(Records from an annotation dataset)
————————

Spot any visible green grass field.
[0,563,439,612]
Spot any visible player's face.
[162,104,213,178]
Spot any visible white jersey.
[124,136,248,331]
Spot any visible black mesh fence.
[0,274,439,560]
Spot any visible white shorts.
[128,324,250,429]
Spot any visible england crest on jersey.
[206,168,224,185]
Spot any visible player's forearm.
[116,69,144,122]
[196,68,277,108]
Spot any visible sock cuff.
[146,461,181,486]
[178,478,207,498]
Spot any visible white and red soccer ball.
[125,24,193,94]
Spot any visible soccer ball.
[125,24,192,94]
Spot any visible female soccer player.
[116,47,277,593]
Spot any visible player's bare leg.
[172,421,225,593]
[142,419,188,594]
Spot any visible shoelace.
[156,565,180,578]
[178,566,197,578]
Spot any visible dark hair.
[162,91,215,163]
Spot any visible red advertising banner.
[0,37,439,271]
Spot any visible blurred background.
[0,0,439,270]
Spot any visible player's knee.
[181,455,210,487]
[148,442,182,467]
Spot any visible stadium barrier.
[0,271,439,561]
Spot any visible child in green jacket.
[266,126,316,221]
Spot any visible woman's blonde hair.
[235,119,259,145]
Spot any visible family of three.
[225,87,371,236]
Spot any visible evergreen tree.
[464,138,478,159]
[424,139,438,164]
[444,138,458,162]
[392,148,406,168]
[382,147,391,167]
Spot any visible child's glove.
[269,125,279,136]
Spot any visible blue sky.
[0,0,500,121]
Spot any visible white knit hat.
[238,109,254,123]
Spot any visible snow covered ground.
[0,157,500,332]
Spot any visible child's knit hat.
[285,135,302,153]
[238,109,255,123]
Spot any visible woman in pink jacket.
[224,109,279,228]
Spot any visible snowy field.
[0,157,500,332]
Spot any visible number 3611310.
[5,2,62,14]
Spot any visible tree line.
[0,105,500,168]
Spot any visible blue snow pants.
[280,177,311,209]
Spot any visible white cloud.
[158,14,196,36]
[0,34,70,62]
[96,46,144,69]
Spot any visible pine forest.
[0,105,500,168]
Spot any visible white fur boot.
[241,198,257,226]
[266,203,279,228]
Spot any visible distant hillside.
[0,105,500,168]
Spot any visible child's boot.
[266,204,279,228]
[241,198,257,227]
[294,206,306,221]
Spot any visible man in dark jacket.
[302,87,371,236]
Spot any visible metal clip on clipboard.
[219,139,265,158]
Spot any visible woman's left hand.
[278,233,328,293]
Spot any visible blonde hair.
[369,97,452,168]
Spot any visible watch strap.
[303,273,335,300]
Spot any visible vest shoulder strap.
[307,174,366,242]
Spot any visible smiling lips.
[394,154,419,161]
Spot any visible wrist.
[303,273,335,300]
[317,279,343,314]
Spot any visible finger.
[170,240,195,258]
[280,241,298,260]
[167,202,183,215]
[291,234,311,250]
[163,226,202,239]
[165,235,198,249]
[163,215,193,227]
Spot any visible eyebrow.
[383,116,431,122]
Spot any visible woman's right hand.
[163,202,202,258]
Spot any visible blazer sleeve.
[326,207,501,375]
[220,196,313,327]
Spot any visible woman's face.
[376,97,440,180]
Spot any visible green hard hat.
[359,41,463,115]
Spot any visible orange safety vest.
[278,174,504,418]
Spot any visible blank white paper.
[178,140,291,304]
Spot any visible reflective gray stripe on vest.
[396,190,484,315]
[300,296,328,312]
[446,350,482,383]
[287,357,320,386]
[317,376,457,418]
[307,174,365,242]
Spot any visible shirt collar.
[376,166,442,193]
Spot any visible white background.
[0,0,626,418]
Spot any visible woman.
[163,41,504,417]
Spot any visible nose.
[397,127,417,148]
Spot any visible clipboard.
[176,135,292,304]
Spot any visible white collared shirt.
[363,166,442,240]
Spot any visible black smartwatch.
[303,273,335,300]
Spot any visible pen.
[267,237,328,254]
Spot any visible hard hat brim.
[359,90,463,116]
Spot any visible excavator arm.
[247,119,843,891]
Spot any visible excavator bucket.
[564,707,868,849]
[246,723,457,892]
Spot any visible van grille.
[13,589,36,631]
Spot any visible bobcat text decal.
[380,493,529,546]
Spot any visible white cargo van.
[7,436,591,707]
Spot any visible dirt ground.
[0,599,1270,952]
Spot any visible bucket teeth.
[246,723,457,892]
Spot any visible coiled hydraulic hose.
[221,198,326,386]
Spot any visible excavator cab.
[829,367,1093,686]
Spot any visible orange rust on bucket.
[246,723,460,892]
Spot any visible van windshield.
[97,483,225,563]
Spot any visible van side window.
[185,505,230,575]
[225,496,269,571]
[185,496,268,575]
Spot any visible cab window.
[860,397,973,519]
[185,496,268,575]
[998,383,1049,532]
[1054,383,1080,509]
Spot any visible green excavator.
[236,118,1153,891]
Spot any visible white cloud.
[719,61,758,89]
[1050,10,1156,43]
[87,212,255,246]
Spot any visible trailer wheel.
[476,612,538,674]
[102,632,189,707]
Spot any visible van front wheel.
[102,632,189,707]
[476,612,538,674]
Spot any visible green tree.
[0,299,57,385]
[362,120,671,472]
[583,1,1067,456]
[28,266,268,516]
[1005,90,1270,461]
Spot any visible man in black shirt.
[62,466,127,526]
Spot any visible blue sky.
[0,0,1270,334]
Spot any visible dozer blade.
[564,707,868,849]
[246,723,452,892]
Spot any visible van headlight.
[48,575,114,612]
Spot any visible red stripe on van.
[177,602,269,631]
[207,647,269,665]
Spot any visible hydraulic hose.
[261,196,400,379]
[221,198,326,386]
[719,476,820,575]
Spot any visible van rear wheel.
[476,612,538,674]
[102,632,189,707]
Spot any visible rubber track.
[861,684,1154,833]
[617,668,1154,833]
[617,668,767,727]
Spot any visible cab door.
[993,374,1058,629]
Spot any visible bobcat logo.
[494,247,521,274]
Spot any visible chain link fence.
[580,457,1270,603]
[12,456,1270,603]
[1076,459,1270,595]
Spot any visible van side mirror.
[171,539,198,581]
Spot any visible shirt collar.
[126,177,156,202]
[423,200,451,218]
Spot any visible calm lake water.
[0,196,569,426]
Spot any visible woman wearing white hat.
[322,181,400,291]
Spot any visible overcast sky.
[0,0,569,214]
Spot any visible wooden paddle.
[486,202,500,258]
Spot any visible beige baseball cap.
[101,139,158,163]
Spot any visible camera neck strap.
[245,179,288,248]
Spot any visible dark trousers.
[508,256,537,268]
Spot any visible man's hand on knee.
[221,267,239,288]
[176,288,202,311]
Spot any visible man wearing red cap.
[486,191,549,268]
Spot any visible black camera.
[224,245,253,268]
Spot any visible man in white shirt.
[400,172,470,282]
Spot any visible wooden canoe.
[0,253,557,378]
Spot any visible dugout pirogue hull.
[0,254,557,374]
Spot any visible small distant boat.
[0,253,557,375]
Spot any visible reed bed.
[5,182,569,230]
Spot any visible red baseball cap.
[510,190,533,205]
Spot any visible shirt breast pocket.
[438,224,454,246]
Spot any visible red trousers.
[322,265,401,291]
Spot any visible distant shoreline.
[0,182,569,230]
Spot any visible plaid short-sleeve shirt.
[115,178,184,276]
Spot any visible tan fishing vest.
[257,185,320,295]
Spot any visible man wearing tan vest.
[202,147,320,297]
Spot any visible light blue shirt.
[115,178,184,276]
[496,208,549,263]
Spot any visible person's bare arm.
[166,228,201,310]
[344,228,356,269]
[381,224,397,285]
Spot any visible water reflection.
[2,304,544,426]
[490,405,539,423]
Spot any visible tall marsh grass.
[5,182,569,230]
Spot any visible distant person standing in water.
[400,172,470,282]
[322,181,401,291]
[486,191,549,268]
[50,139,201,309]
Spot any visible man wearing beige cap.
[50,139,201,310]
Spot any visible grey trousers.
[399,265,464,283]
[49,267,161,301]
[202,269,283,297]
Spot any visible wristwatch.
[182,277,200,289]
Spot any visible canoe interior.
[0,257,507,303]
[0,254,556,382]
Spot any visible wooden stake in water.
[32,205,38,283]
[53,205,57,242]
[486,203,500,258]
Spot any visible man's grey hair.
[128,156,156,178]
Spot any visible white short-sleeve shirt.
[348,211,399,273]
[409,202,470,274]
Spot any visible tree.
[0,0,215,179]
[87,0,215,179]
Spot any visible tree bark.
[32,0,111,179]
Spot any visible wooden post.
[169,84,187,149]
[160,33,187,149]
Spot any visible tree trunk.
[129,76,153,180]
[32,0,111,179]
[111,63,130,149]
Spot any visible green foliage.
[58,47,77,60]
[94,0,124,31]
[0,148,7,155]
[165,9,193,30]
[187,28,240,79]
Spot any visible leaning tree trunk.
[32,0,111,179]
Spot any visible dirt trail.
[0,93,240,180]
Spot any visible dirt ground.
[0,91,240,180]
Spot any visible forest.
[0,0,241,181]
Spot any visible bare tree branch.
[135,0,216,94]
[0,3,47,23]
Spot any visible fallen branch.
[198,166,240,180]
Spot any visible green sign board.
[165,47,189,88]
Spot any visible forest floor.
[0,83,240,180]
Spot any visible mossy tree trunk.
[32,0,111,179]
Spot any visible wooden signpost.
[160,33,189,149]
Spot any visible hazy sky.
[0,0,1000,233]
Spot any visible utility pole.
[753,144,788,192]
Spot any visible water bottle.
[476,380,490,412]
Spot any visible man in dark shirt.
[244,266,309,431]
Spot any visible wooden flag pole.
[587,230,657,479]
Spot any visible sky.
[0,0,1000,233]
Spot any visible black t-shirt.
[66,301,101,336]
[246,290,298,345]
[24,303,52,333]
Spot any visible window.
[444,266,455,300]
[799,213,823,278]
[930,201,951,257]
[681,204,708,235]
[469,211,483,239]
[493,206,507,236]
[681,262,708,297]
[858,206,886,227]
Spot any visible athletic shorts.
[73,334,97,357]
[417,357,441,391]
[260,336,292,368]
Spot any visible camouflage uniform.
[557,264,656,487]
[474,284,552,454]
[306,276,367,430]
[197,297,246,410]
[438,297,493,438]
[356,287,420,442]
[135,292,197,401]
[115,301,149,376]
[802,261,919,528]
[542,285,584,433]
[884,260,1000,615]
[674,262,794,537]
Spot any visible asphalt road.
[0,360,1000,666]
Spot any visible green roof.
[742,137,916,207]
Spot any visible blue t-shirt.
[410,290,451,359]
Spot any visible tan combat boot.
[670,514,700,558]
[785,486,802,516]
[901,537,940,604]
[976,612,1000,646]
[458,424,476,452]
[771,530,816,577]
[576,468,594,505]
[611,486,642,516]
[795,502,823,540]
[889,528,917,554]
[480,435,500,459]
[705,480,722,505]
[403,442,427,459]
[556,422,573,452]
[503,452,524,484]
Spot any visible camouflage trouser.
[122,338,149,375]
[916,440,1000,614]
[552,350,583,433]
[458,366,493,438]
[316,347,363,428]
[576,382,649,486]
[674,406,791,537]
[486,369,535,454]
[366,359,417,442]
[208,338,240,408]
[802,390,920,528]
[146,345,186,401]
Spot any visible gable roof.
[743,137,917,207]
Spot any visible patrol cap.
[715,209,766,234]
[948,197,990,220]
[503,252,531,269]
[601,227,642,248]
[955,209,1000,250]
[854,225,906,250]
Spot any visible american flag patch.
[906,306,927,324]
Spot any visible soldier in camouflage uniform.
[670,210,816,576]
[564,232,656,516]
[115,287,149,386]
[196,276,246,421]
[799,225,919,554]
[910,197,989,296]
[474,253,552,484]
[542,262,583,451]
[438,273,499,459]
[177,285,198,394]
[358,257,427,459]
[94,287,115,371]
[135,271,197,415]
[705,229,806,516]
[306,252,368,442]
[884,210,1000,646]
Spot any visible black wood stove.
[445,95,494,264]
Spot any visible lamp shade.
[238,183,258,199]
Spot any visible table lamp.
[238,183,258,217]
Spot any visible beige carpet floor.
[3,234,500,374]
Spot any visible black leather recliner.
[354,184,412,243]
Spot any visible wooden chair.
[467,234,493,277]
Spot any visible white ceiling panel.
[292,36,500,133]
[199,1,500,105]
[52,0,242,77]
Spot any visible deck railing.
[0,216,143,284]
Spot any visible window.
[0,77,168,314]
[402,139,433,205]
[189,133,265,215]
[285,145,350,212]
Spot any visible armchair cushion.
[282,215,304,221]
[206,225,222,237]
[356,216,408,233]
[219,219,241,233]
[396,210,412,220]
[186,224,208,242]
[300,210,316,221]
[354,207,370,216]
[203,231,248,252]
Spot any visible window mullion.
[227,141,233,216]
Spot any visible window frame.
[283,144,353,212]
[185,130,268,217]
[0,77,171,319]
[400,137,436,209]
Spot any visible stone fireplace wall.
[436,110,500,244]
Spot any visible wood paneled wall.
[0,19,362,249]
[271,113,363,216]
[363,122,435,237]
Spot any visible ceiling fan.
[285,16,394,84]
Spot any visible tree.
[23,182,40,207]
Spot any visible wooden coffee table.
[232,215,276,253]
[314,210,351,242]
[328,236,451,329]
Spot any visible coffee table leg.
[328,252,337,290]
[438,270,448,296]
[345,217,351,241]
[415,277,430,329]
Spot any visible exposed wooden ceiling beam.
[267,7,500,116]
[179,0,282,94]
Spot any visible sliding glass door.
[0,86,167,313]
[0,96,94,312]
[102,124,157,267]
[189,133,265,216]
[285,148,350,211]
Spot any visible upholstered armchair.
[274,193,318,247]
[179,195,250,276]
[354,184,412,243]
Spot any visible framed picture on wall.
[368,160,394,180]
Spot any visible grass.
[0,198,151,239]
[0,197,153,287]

————————

[Short problem] Rewrite the records starting with the line that contains "Spot any visible white background." and continuing through the line that contains "[359,90,463,116]", with "clipboard" replaced by "notebook" and nothing else changed.

[Result below]
Spot any visible white background.
[0,0,626,418]
Spot any visible woman.
[163,41,504,417]
Spot any visible nose.
[397,127,417,148]
Spot any visible notebook.
[176,135,292,304]
Spot any visible white collared shirt.
[363,166,442,240]
Spot any visible black smartwatch.
[303,273,335,300]
Spot any visible pen.
[267,237,328,254]
Spot any visible hard hat brim.
[359,90,463,116]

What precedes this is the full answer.